Will you output all of the data below exactly, omitting the images?

##### Data to use #####

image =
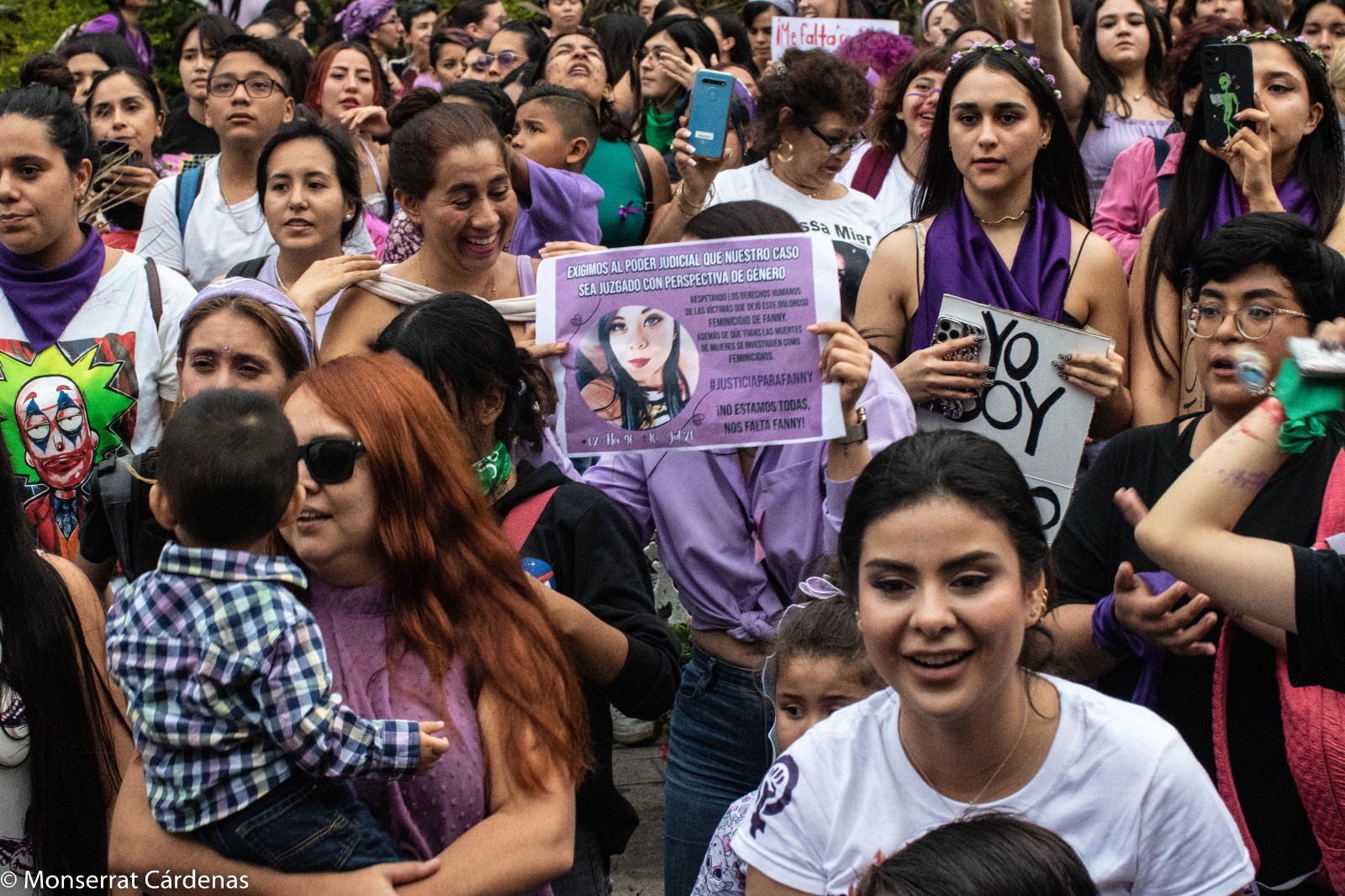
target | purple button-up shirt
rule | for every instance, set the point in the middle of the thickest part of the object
(719, 535)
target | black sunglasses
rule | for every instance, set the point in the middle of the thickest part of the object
(331, 461)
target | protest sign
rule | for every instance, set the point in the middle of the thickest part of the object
(1037, 417)
(699, 345)
(820, 34)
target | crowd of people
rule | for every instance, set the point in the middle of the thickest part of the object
(300, 591)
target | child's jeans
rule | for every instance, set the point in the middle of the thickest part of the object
(304, 825)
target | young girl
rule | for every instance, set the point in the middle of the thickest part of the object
(818, 667)
(1288, 158)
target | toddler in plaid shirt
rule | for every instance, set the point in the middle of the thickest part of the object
(226, 678)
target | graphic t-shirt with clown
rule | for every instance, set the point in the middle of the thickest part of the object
(93, 394)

#####

Your solution.
image =
target | purple button-up shirt
rule | for every instance, set the point in the middle of the thickest part of the object
(719, 535)
target | black sunglasses
rule | for every instance, set the point in the middle of the thickest part of the object
(331, 461)
target | protest sign
rule | for every instance, set the point in the middle of the thickest part of the object
(1037, 417)
(699, 345)
(820, 34)
target | crowd of people
rule | for every instance, set the point in the middle of the thickest part of the object
(300, 591)
target | child's jeans
rule | for every instance, set the point in the middle of the thickest part of the object
(304, 825)
target | young girl
rule | for every instance, set the point in the middle of the thickest part of the object
(818, 667)
(1288, 158)
target | toddler in plaid shirt
rule | for every instance, set the point in the middle of the thickest part of the object
(226, 678)
target | graphic t-shirt with clown
rule | for every instance, set the point in the middle of the thickest part of the object
(93, 394)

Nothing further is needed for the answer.